What you are asked to do | Locate each line below that contains the string "bird", and copy every such line in full.

Material shown |
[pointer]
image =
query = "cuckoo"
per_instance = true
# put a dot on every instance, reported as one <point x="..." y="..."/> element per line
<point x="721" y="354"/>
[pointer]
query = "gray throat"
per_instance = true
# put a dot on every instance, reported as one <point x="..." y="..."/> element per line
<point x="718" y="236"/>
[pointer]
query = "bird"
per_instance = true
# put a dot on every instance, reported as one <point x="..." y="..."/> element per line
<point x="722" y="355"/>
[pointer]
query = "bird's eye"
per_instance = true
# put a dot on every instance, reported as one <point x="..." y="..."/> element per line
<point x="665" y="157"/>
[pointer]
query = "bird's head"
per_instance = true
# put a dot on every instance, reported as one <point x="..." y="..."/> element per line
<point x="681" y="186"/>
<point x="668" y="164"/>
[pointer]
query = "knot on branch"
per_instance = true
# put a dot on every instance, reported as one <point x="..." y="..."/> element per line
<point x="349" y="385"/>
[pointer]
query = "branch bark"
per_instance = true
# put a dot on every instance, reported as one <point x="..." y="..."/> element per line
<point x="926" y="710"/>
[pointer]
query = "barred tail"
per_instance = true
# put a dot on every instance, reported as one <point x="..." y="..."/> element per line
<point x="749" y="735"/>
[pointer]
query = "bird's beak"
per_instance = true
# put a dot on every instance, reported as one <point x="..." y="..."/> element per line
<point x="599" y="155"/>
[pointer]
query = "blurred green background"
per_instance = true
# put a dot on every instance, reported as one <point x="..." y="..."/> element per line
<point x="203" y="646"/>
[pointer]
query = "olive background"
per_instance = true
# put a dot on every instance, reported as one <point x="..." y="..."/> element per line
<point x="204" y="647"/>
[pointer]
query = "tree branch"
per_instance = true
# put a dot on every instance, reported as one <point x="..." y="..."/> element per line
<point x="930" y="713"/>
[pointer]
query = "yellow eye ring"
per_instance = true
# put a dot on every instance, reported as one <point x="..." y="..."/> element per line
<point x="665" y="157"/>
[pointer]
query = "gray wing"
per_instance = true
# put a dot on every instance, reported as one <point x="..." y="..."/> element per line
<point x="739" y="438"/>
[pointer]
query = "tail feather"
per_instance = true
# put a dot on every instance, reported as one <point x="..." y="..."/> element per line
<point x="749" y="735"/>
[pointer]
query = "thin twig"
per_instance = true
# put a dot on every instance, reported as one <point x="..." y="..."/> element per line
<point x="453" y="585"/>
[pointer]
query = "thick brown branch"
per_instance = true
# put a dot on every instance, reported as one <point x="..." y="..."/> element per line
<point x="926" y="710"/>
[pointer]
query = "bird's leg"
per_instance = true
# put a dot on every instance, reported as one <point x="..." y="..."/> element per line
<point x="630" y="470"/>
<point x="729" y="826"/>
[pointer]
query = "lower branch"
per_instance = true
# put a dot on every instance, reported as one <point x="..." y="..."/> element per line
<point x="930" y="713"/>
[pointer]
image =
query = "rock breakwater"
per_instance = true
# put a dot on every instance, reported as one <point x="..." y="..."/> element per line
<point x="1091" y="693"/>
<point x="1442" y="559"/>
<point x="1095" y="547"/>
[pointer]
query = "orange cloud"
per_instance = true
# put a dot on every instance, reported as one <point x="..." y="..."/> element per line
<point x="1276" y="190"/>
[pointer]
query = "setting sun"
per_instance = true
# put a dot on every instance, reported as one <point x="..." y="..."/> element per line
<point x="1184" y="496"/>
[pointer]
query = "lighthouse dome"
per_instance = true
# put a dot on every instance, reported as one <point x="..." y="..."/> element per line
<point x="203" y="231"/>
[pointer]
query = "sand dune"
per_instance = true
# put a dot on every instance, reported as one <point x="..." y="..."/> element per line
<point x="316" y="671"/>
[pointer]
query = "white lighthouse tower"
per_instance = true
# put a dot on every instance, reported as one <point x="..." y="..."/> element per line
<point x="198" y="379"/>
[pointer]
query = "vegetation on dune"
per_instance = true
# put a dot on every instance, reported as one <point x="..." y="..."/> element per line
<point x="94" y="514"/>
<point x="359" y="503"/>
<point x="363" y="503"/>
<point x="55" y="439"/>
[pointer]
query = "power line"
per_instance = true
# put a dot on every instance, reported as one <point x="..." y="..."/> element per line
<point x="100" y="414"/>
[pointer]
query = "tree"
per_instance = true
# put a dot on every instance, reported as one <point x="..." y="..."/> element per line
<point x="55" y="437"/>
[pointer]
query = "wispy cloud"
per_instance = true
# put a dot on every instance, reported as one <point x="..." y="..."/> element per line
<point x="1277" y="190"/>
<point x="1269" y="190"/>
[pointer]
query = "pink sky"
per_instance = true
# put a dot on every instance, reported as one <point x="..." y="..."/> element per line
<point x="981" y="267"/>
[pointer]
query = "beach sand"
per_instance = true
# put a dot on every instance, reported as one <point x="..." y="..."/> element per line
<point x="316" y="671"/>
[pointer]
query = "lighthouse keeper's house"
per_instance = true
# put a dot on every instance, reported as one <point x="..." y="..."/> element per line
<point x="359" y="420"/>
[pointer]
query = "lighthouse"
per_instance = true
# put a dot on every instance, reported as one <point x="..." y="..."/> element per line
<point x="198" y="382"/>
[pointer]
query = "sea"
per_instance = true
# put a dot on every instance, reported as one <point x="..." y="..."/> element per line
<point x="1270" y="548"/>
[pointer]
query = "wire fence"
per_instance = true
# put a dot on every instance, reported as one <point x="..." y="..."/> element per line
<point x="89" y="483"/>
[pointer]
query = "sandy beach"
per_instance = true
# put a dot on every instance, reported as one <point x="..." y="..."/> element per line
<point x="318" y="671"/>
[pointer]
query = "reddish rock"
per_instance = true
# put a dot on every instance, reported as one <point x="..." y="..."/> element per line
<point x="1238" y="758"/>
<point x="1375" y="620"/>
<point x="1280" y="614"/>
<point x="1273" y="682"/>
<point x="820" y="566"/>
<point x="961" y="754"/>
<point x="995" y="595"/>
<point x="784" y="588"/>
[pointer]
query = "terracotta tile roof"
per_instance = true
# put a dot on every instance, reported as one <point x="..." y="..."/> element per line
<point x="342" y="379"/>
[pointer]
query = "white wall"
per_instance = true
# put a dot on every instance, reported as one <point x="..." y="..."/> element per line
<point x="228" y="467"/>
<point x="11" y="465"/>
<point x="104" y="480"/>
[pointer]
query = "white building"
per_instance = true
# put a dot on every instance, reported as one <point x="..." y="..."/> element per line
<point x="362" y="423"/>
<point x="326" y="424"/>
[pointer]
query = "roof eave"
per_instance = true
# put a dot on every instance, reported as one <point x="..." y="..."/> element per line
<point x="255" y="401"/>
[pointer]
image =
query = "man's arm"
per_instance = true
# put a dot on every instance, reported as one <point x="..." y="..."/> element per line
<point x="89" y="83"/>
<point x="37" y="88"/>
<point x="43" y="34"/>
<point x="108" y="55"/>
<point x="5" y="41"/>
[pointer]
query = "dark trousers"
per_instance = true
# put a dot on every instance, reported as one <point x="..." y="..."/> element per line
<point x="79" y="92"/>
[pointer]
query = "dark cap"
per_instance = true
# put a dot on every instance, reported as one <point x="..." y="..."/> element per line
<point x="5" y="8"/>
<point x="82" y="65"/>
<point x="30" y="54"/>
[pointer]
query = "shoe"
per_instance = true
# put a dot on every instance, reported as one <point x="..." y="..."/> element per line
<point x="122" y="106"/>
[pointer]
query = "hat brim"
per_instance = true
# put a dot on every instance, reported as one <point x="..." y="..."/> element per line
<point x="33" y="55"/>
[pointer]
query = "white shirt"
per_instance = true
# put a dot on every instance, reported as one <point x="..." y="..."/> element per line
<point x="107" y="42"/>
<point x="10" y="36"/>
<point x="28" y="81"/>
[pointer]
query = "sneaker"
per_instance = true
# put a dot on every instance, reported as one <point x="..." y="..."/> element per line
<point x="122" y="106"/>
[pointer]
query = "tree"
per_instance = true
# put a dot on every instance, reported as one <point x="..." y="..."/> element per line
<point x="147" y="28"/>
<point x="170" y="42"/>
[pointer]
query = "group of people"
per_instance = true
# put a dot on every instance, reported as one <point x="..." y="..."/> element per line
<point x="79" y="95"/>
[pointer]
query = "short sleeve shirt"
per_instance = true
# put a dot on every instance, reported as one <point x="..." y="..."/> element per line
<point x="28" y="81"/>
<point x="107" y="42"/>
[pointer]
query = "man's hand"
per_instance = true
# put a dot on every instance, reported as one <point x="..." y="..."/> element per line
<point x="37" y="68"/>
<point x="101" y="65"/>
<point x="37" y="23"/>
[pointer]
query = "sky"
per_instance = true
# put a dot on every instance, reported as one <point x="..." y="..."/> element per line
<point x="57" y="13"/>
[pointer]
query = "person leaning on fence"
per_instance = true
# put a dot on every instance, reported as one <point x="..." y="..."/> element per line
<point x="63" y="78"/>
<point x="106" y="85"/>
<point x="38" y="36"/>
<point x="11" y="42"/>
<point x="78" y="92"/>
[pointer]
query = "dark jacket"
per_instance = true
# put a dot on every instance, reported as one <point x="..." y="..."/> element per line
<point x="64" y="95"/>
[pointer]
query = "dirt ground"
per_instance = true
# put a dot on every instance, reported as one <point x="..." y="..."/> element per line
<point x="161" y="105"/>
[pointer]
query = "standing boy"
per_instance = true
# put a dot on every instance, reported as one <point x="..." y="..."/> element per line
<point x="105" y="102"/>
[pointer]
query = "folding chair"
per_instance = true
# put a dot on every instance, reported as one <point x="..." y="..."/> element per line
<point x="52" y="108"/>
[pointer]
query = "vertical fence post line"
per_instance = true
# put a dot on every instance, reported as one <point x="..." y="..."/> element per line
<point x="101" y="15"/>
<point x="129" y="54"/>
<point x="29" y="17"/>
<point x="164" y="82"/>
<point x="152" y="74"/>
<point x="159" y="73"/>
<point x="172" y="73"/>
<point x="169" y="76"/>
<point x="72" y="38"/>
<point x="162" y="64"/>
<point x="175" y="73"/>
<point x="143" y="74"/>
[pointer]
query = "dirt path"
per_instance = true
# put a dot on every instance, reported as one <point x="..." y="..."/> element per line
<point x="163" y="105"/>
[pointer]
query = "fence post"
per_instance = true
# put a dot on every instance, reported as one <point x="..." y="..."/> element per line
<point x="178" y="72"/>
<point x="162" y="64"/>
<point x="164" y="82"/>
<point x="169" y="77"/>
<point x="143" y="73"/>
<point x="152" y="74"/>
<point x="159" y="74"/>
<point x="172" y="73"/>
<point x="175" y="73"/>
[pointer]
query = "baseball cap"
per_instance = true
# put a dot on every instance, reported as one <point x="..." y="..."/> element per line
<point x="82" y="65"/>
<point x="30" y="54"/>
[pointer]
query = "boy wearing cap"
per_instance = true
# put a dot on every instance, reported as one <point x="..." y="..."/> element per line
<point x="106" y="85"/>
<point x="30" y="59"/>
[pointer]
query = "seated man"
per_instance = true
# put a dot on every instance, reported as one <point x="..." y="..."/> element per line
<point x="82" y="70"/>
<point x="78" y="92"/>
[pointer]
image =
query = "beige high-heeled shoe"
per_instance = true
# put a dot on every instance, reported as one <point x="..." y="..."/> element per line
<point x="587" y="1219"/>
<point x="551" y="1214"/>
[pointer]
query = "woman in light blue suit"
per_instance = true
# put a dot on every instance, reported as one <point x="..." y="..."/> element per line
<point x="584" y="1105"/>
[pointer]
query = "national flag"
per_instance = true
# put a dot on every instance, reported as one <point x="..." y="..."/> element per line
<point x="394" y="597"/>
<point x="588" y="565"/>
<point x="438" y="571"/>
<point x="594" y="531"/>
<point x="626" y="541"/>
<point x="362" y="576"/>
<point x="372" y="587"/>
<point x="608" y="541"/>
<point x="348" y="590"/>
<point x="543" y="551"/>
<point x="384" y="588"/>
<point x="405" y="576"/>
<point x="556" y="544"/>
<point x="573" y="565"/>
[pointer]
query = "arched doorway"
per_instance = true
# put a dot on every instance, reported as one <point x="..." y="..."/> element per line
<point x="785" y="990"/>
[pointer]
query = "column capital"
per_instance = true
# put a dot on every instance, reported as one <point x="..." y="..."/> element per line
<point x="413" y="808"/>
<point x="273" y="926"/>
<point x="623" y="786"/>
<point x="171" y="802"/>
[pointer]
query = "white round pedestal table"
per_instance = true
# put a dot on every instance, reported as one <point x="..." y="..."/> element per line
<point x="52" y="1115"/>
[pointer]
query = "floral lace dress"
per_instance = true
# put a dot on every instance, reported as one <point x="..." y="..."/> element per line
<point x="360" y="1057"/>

Task answer |
query = "bird"
query = "bird's eye"
query = "bird's head"
query = "bird's beak"
query = "bird's leg"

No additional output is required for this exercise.